• Goal: Turn every line of the records below into a JSON list of strings, one string per line, with blank lines omitted. Leave the pictures out of the list.

• Data listing:
★ ★ ★ ★

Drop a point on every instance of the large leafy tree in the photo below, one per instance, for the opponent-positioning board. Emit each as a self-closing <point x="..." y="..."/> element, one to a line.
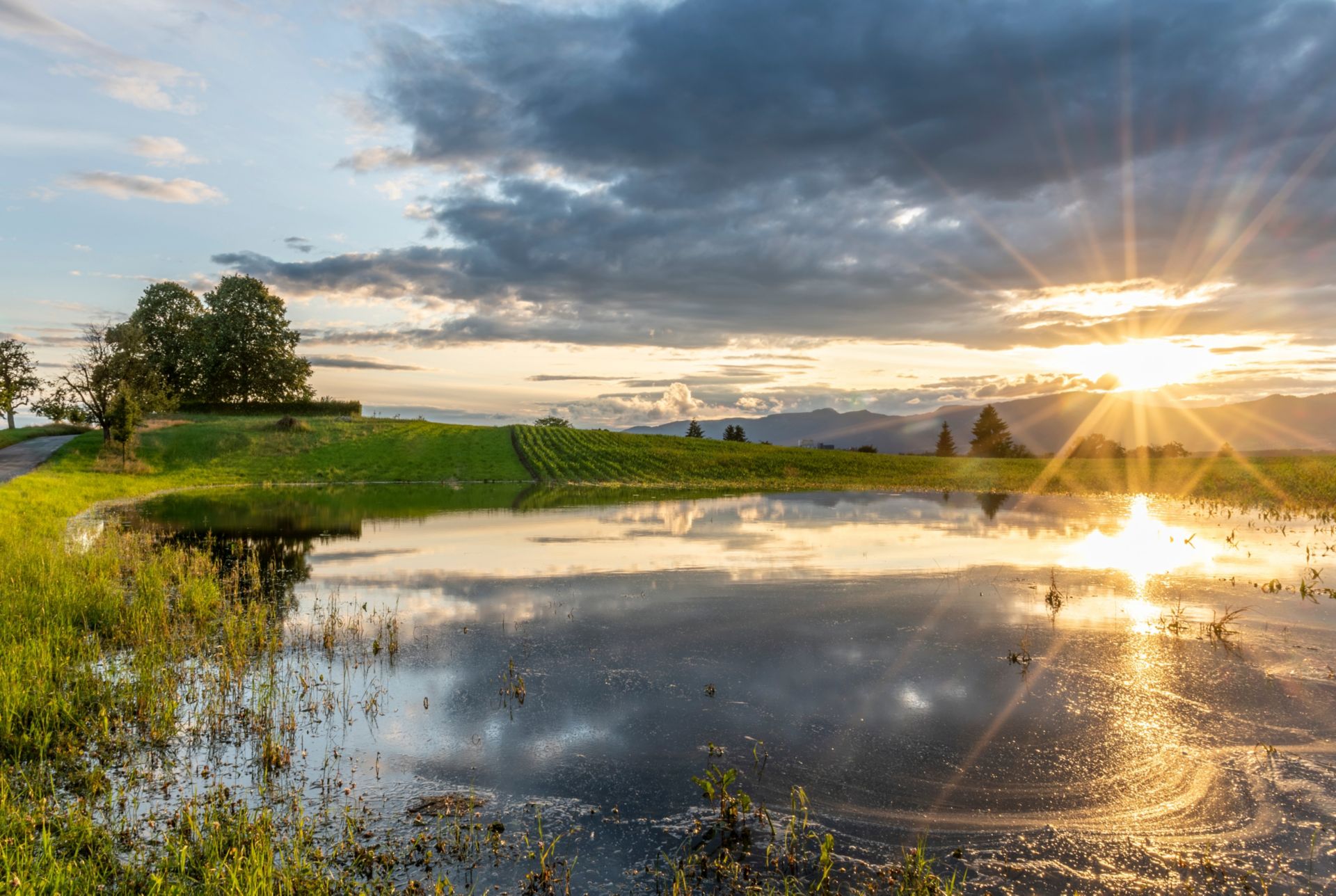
<point x="945" y="442"/>
<point x="168" y="319"/>
<point x="110" y="364"/>
<point x="17" y="377"/>
<point x="250" y="349"/>
<point x="993" y="437"/>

★ ★ ★ ★

• Task solution:
[
  "Drop a point on every instance of the large leafy tree in the photo below, one per instance, for the opponent-positioning board. Emit each as a self-closing <point x=\"...\" y=\"...\"/> element, one to a line.",
  "<point x=\"945\" y=\"442\"/>",
  "<point x=\"168\" y=\"319\"/>",
  "<point x=\"110\" y=\"364\"/>",
  "<point x=\"17\" y=\"377\"/>",
  "<point x=\"250\" y=\"349\"/>",
  "<point x=\"993\" y=\"437\"/>"
]